İncelenen Metin »
════════════════

25 Eylül 2025 - 13:07

Diziler, Sosyal Medya ve Bilinçaltı Kodlama Üzerine Bir Sosyolojik Okuma

Kadın ve erkek rollerinin tarihsel akışını düşündüğümüzde, bugün yaşadığımız dönüşüm yalnızca bireysel tercihlerin değil; medyanın, sosyal ağların ve görünmez reklam stratejilerinin de bir ürünü. 

Geleneksel aile dizilerinden sosyal medyanın “trend” akışına kadar her platform, toplumsal cinsiyet algılarımızı yeniden şekillendiren bir laboratuvar gibi işliyor. Bu dönüşümün satır aralarına baktığımızda ise yalnızca gündelik eğlence değil, güçlü bir bilinçaltı kodlama görüyoruz.

Dizilerin Görünmeyen Gücü

Fransız sosyolog Pierre Bourdieu, kültürel sermayenin bireylerin davranışlarını nasıl biçimlendirdiğini söylerken, televizyon dizilerinin bu sermayeyi yeniden üreten başlıca araçlardan biri olduğunu adeta önceden işaret etmişti.

════════════════

Listelenen Satırlar »
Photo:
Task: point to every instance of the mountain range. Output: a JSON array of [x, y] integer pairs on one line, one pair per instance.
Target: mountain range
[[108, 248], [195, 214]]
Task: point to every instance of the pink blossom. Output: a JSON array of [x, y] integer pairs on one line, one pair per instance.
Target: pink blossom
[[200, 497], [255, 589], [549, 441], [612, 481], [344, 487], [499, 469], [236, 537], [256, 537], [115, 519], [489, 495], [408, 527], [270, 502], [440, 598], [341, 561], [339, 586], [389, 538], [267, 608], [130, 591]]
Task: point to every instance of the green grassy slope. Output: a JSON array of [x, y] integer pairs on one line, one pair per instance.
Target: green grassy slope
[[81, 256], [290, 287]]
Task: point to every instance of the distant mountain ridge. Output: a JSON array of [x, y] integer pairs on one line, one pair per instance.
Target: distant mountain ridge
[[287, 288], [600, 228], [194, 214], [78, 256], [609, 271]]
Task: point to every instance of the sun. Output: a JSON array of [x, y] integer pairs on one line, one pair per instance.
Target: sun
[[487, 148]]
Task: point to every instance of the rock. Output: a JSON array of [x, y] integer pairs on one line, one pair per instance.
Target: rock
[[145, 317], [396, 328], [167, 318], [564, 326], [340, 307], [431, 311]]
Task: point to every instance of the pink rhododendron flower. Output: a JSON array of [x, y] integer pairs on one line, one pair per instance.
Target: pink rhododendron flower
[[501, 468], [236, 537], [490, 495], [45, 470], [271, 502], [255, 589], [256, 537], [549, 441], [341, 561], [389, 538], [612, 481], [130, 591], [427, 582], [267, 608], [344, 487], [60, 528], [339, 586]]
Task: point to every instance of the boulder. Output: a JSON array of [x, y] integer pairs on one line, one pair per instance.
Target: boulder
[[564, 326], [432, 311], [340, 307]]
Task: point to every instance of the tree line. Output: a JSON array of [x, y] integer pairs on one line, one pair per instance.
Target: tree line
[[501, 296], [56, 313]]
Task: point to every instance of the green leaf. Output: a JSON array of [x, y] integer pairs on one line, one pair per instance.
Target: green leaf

════════════════

Görev » Diziler ve toplumsal cinsiyet üzerine metnin "Kadın ve erkek" sözleriyle açılıp "de bir ürünü." sözleriyle kapanan kısmını, "görünmez reklam stratejilerinin" yerine "gizli pazarlama stratejilerinin" koyarak yeniden yazar mısın?

Görevin Yanıtı »
Kadın ve erkek rollerinin tarihsel akışını düşündüğümüzde, bugün yaşadığımız dönüşüm yalnızca bireysel tercihlerin değil; medyanın, sosyal ağların ve gizli pazarlama stratejilerinin de bir ürünü.